With this background in mind, the question is specifically about the dynamics of bank reserves which are used to satisfy any imposed reserve requirements and facilitate the payments system. These dynamics have a direct bearing on monetary policy settings. Given that the dynamics of the reserves can undermine the desired monetary policy stance (as summarised by the policy interest rate setting), the central banks have to engage in liquidity management operations.

What are these liquidity management operations?

Well you first need to appreciate what reserve balances are.

The New York Federal Reserve Bank’s paper – Divorcing Money from Monetary Policy said that:

… reserve balances are used to make interbank payments; thus, they serve as the final form of settlement for a vast array of transactions. The quantity of reserves needed for payment purposes typically far exceeds the quantity consistent with the central bank’s desired interest rate. As a result, central banks must perform a balancing act, drastically increasing the supply of reserves during the day for payment purposes through the provision of daylight reserves (also called daylight credit) and then shrinking the supply back at the end of the day to be consistent with the desired market interest rate.

So the central bank must ensure that all private cheques (that are funded) clear and other interbank transactions occur smoothly as part of its role of maintaining financial stability. But, equally, it must also maintain the bank reserves in aggregate at a level that is consistent with its target policy setting given the relationship between the two.

So operating factors link the level of reserves to the monetary policy setting under certain circumstances. These circumstances require that the return on “excess” reserves held by the banks is below the monetary policy target rate. In addition to setting a lending rate (discount rate), the central bank also sets a support rate which is paid on commercial bank reserves held by the central bank.

Many countries (such as Australia and Canada) maintain a default return on surplus reserve accounts (for example, the Reserve Bank of Australia pays a default return equal to 25 basis points less than the overnight rate on surplus Exchange Settlement accounts). Other countries like the US and Japan have historically offered a zero return on reserves which means persistent excess liquidity would drive the short-term interest rate to zero.

* Available data *
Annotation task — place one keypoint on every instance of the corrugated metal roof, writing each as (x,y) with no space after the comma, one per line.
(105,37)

* Problem details *
Write what comes next in the text on bank reserves and liquidity management, starting after its last sentence. The data was taken from a different source than the text on bank reserves.

* Result for this task *
The support rate effectively becomes the interest-rate floor for the economy. If the short-run or operational target interest rate, which represents the current monetary policy stance, is set by the central bank between the discount and support rate. This effectively creates a corridor or a spread within which the short-term interest rates can fluctuate with liquidity variability. It is this spread that the central bank manages in its daily operations.

So the issue then becomes – at what level should the support rate be set? To answer that question, I reproduce a version of the diagram from the FRBNY paper which outlined a simple model of the way in which reserves are manipulated by the central bank as part of its liquidity management operations designed to implement a specific monetary policy target (policy interest rate setting).

I describe the FRBNY model in detail in the blog – Understanding central bank operations so I won’t repeat that explanation.

The penalty rate is the rate the central bank charges for loans to banks to cover shortages of reserves. If the interbank rate is at the penalty rate then the banks will be indifferent as to where they access reserves from so the demand curve is horizontal (shown in red).

Once the price of reserves falls below the penalty rate, banks will then demand reserves according to their requirements (the legal and the perceived). The higher the market rate of interest, the higher is the opportunity cost of holding reserves and hence the lower will be the demand. As rates fall, the opportunity costs fall and the demand for reserves increases. But in all cases, banks will only seek to hold (in aggregate) the levels consistent with their requirements.

At low interest rates (say zero) banks will hold the legally-required reserves plus a buffer that ensures there is no risk of falling short during the operation of the payments system.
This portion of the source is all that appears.